Problem to work on »
Leave every picture out and write out the records below exactly.
====================
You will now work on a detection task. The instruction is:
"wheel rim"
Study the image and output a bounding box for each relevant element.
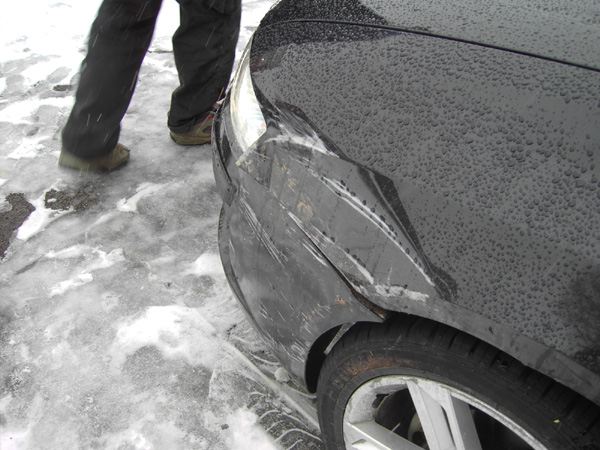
[343,375,547,450]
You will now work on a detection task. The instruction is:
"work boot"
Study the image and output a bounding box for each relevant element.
[170,111,214,146]
[58,143,130,172]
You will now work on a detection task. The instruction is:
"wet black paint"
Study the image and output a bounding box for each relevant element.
[213,0,600,404]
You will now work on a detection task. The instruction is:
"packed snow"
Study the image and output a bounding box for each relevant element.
[0,1,324,449]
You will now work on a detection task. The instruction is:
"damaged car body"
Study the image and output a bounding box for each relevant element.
[212,0,600,448]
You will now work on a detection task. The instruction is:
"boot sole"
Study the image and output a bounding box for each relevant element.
[170,132,211,146]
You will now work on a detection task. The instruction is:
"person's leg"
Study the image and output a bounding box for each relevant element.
[62,0,163,160]
[168,0,241,134]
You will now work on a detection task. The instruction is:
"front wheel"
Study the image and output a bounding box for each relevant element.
[317,317,600,450]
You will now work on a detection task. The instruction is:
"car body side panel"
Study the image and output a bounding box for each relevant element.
[244,22,600,401]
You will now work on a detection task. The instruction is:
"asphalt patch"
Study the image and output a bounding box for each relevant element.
[0,193,35,259]
[1,186,99,258]
[44,185,99,211]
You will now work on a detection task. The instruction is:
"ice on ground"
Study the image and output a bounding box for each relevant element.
[49,272,94,297]
[116,182,170,213]
[0,0,321,449]
[86,248,126,271]
[110,305,225,371]
[0,97,72,125]
[0,1,99,61]
[19,57,70,86]
[185,253,224,278]
[7,136,49,160]
[16,187,73,241]
[226,408,282,450]
[45,244,92,259]
[48,247,125,296]
[0,428,30,450]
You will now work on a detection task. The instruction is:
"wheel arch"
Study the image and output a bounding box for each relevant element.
[305,309,600,407]
[315,315,600,450]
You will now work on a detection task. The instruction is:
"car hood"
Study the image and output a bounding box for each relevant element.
[261,0,600,71]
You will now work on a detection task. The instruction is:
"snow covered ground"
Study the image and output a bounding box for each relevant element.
[0,1,324,448]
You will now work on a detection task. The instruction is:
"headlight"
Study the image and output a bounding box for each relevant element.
[230,44,267,152]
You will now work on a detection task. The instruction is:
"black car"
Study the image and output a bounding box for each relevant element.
[212,0,600,448]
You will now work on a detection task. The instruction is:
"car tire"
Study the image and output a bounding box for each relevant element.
[317,317,600,450]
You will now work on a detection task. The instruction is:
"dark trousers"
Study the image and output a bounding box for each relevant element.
[62,0,241,159]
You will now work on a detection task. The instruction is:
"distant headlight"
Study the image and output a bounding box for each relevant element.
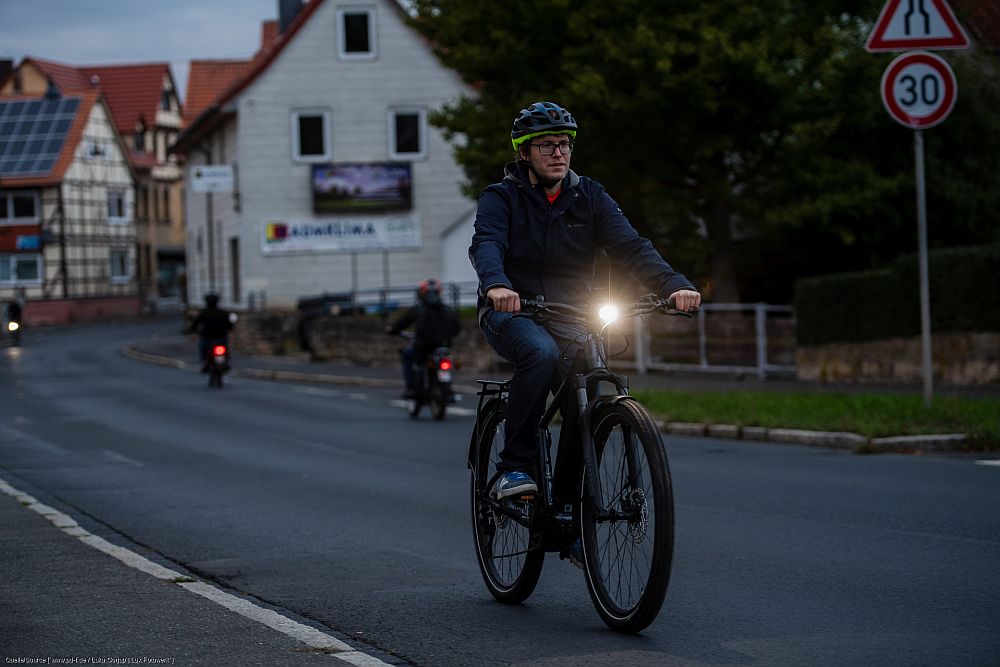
[598,303,619,325]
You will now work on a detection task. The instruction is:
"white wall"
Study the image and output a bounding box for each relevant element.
[223,0,475,308]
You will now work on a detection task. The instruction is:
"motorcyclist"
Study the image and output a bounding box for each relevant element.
[189,293,234,371]
[386,279,461,398]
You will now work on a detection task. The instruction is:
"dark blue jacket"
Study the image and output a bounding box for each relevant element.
[469,161,696,314]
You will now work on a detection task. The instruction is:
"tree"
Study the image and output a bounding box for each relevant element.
[409,0,1000,301]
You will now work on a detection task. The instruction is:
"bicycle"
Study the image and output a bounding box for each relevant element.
[468,295,691,633]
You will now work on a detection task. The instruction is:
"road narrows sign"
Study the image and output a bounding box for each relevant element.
====================
Reply to the task »
You will now work on a detection task. The instruction is:
"wheel rim"
Study the image and output a bounding box for each relevant element.
[343,375,547,450]
You will now work on a detection task. The instruction is:
"work boot"
Study the image and output a bounding box for each relevant element.
[170,111,214,146]
[58,143,130,172]
You will now work on a detection task. The instruction is:
"wet black paint"
Study the image and output a bounding box for each relevant element.
[213,0,600,404]
You will now work on a detection task. The instruction is:
"packed snow"
Study the image and output a bounding box for each relevant element.
[0,1,324,449]
You will now work on a detection task. The instruction is:
"damaged car body"
Study the image and output a bounding box for each relevant element.
[212,0,600,448]
You will now work on a detection task. The instruction is:
"boot sole"
Study the image and output a bounding box for each relevant element.
[170,132,211,146]
You will now work on a detection task. The instruction is:
"person's leg"
Study the image and output a bounding box for each relevant element.
[62,0,163,160]
[168,0,241,134]
You will now work on a detection task. The instruction is:
"front wheel"
Study the image and output a bounding box for each relevant element.
[317,317,600,450]
You will now work on a detection task. The instruction is:
"car body side panel"
Study the image and output a bounding box for each relevant element.
[244,22,600,401]
You will now work on a detection task. The instruction is:
"asphalt patch"
Study the image and output a bounding box for each relevant element.
[0,193,35,259]
[1,186,99,258]
[44,185,99,211]
You will now work on a detection task. The instruction is:
"ice on ground"
Study the image and output a bounding box for each relevant element.
[49,272,94,297]
[116,182,170,213]
[0,0,321,449]
[86,248,126,271]
[110,305,225,371]
[0,97,72,125]
[0,1,99,61]
[19,57,70,86]
[185,253,224,278]
[7,136,49,160]
[16,187,73,241]
[226,408,282,450]
[45,244,92,259]
[48,247,125,296]
[0,428,30,450]
You will now work on a detection task. The instruction is:
"wheel arch"
Study the image and output a bounding box for each relevant element.
[305,309,600,407]
[315,315,600,450]
You will now work on a detection task. The instruction is:
"car hood"
Study the image and output a bounding box for each relevant element.
[261,0,600,71]
You will now work on a detection task. The instruction is:
"snow covered ground"
Study the image and output a bounding box for each relevant element.
[0,1,324,448]
You will now work on a detection task. The instruction is:
"headlight"
Study the image and output a bounding box for each relevant element.
[230,44,267,152]
You will now work on a detection task. The instruction is:
"black car"
Study the image and output a bounding box for each relevant element.
[212,0,600,448]
You will now work on a detection task. The instruction is:
"car tire"
Study the image and output a bounding box for each relevant element.
[317,317,600,450]
You will now work on a detection task. The instruction is:
"dark trousers"
Study the image and output a bounding box for each relevant element.
[62,0,241,159]
You will now work on a detection task. The instruction is:
"distant headlight"
Study the image and output a bounding box for each relevant element.
[598,303,619,325]
You will now work on a detection task. The instruction is:
"white wall"
Study the image and output a bounding box for each relevant element.
[223,0,475,308]
You will now work on a detection task. The instruction is:
"motorcyclist"
Study the image and output a bounding box for each relevant element.
[189,293,234,371]
[386,279,461,398]
You will now work on a detection task. The instruction is:
"dark blue jacket"
Study the image and output a bounding box for each relevant element.
[469,161,696,314]
You will now work on a detection task. The instruction is:
"tree"
Study the image and output a bounding box for each relevant element.
[409,0,1000,301]
You will now work on a detection task. The instruction is:
"bicycle"
Study the image and output a bounding box for each relevant element.
[468,295,691,633]
You will now work on a detection task. The instruction is:
"road narrows sign"
Study the image and output a bounding box for each relevant element.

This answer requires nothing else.